**What the task asks:**
Work out how many lines in the rows below contain the string "black". Reply with that number alone.

◇ ◇ ◇ ◇ ◇

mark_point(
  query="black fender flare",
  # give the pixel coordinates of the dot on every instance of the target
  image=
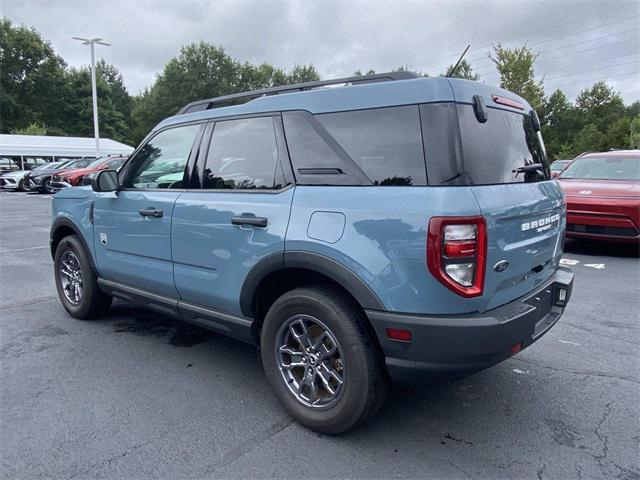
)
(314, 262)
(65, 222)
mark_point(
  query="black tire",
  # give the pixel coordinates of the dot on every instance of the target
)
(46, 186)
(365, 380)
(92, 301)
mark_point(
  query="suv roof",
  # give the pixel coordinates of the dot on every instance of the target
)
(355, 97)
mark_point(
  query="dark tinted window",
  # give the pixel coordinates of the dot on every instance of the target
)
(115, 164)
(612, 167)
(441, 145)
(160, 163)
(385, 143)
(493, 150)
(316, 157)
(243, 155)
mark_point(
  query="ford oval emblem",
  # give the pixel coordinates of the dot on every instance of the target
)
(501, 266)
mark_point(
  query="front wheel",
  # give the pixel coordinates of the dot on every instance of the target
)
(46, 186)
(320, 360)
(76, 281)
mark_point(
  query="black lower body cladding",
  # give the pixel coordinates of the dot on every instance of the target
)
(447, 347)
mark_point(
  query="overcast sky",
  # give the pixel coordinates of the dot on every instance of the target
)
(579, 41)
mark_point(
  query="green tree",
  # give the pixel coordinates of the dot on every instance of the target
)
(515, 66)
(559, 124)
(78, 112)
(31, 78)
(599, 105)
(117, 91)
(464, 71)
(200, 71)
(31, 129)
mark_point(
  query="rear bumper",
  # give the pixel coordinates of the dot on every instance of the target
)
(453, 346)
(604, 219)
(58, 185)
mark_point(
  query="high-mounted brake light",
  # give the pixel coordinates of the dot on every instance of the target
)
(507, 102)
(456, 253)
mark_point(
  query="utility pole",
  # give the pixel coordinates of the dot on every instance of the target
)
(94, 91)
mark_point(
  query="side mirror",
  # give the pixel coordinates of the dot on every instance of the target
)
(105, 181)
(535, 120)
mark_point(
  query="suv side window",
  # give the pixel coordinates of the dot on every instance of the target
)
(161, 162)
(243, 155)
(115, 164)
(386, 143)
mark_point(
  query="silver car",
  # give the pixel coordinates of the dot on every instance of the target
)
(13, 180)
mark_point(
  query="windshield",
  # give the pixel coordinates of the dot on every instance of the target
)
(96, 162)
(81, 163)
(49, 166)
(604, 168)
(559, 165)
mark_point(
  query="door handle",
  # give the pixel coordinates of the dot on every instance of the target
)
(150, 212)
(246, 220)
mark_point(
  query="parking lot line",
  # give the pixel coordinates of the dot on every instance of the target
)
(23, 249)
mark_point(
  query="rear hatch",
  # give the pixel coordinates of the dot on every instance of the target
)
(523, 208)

◇ ◇ ◇ ◇ ◇

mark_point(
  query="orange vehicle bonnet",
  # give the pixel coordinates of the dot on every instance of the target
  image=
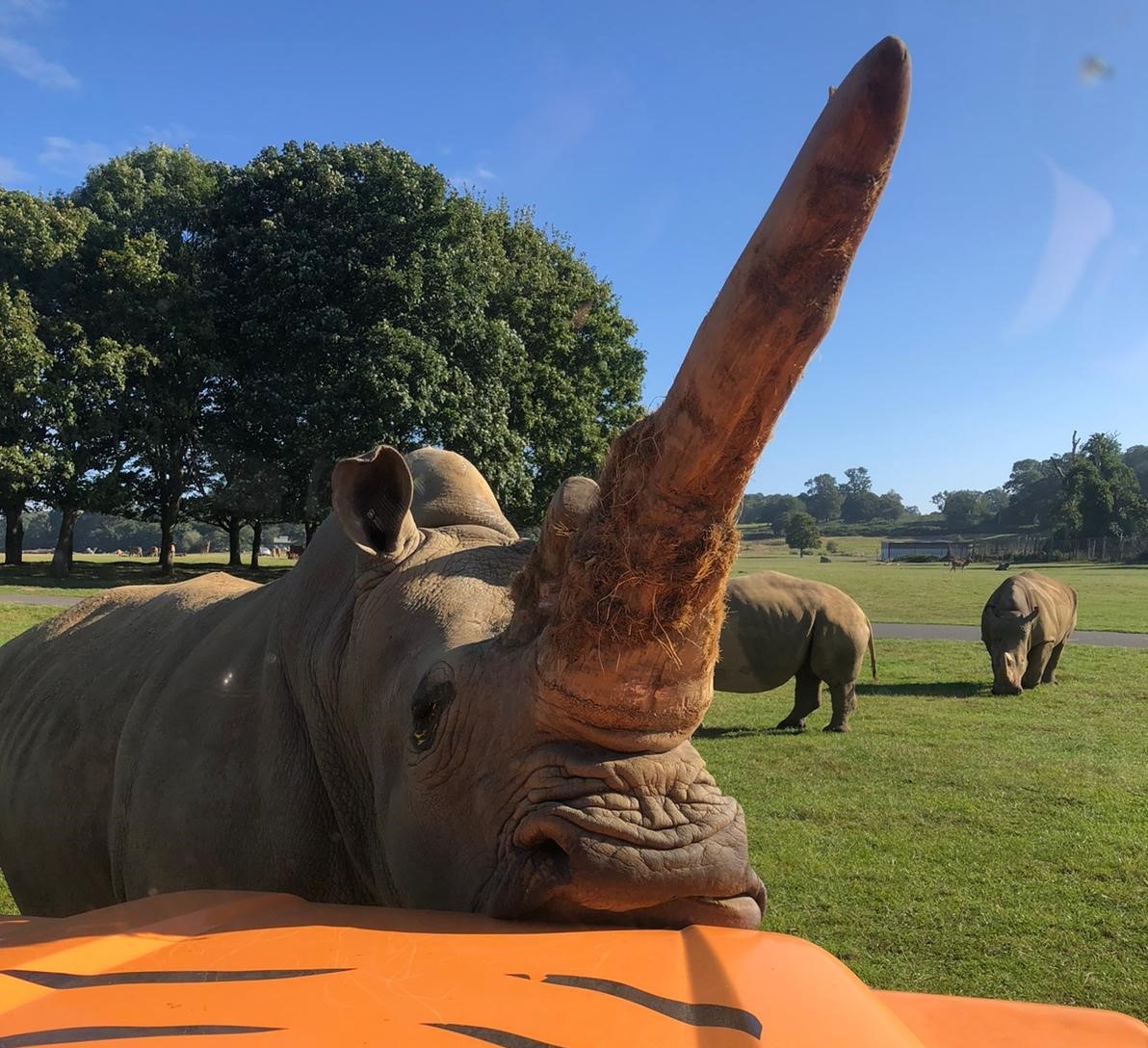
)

◇ ◇ ◇ ◇ ◇

**Exercise response:**
3